■ **Document**
If you want to facet in the rows or columns dimension, use . in place of variable name.

ggplot(data = midwest) +
  geom_point(mapping = aes(
    x = percollege,
    y = percadultpoverty,
    colour = state
  )) +
  scale_colour_viridis_d(option = "plasma") +
  facet_grid(state ~ .)

The variable passed to facet functions must be discrete!

1.3.4 Geometrical objects

Geometric objects in ggplot2 are visual structures that are used to visualize data, in other words, a way to describe the type of plot we want. These are called geoms. For example,

• bar-charts uses bar geoms: geom_bar(), geom_col()
• line-charts uses line geoms: geom_smooth()
• box-plot uses boxplot geoms: geom_boxplot()
• scatter-plot uses point geoms: geom_point()

Let’s look at bar charts

Histograms: geom_histogram()

Histograms are used to visualise the distribution of a numeric variable. So takes numeric inputs only. It plots in the following way:

• First specifies a sequence of points, called breaks.
• It counts the number of observation between the breaks, called bins.
• Places a bar in each bin with
  • base being the length of the bin and
  • height determined by either the frequency or proportion of observations in the bin.

# left
ggplot(data = midwest, mapping = aes(x = percollege, fill = state)) +
  geom_histogram() +
  scale_fill_viridis(discrete = TRUE)

# right
ggplot(data = midwest, mapping = aes(x = percollege, fill = state)) +
  geom_histogram(binwidth = 5) +
  scale_fill_viridis(discrete = TRUE)

By default, ggplot2 picks a suitable binwidth but you can specify it explicitely.

Bar Charts for categorical data: geom_bar() & geom_col()

A bar chart is a graph where for each category a bar with a height proportional to the count in the respective category is drawn. And the categories (or levels) are displayed along x-axis.

ggplot(data = midwest) +
  geom_bar(mapping = aes(x = state))

geom_bar() plots the bar with height proportional to the total count in each group. What if we want the heights of the bars to represent values in the data? The answer is geom_col().

ggplot(data = midwest) +
  geom_col(mapping = aes(x = state, y = percollege))

1.3.5 Statistical transformations

Plotting raw data does not always yield good insights. It is often useful to transform the data before plotting. This is where the stat_ functions comes into picture. As the name suggest, you can do some statistical computation to get more meaningful plots.

■ **Recorded data**
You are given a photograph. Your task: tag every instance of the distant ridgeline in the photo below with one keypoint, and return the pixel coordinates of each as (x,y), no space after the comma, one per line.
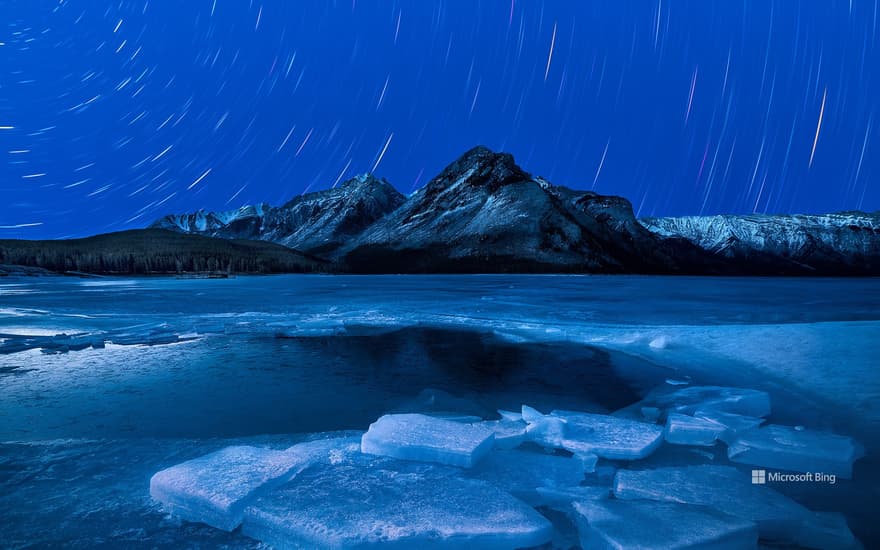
(482,214)
(154,251)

■ **Task directions**
Reproduce the ggplot2 text above word for word, between "Histograms are used" and "in the bin.", inclusive.

■ **Finished task**
Histograms are used to visualise the distribution of a numeric variable. So takes numeric inputs only. It plots in the following way:

• First specifies a sequence of points, called breaks.
• It counts the number of observation between the breaks, called bins.
• Places a bar in each bin with
  • base being the length of the bin and
  • height determined by either the frequency or proportion of observations in the bin.